## Task brief
Write each line word for word, from the line that contains "Flashcard task. Put a dot on each instance of the murky" through the last line of the material below.

==== Data provided ====

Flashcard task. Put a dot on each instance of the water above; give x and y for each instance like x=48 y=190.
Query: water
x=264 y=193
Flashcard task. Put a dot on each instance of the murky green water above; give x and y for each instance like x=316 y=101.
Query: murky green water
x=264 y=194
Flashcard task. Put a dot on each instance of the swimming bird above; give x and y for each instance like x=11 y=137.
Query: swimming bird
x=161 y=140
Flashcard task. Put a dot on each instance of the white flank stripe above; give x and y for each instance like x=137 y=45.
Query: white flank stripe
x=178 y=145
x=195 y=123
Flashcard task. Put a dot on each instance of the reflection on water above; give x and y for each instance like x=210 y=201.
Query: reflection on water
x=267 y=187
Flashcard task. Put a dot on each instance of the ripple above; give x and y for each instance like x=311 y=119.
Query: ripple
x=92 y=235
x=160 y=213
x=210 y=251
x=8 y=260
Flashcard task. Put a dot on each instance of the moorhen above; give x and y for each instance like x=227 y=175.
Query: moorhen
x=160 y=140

====

## Task answer
Flashcard task. Put a dot on each instance of the murky green water above; give x and y for each instance like x=316 y=101.
Query: murky green water
x=264 y=194
Flashcard task. Put a dot on each instance of the swimming bird above; give x and y for each instance like x=11 y=137.
Query: swimming bird
x=161 y=140
Flashcard task. Put a dot on each instance of the white flank stripe above; give x and y for each instance like x=137 y=45.
Query: white flank stripe
x=178 y=145
x=195 y=123
Flashcard task. Put a dot on each instance of the reflection on water above; give x and y for each instance like x=210 y=201.
Query: reflection on water
x=267 y=187
Flashcard task. Put a dot on each instance of the ripple above; give x and y for each instance like x=311 y=119.
Query: ripple
x=92 y=235
x=160 y=213
x=210 y=251
x=8 y=260
Flashcard task. Put a dot on each instance of the moorhen above; give x and y for each instance like x=227 y=175.
Query: moorhen
x=160 y=140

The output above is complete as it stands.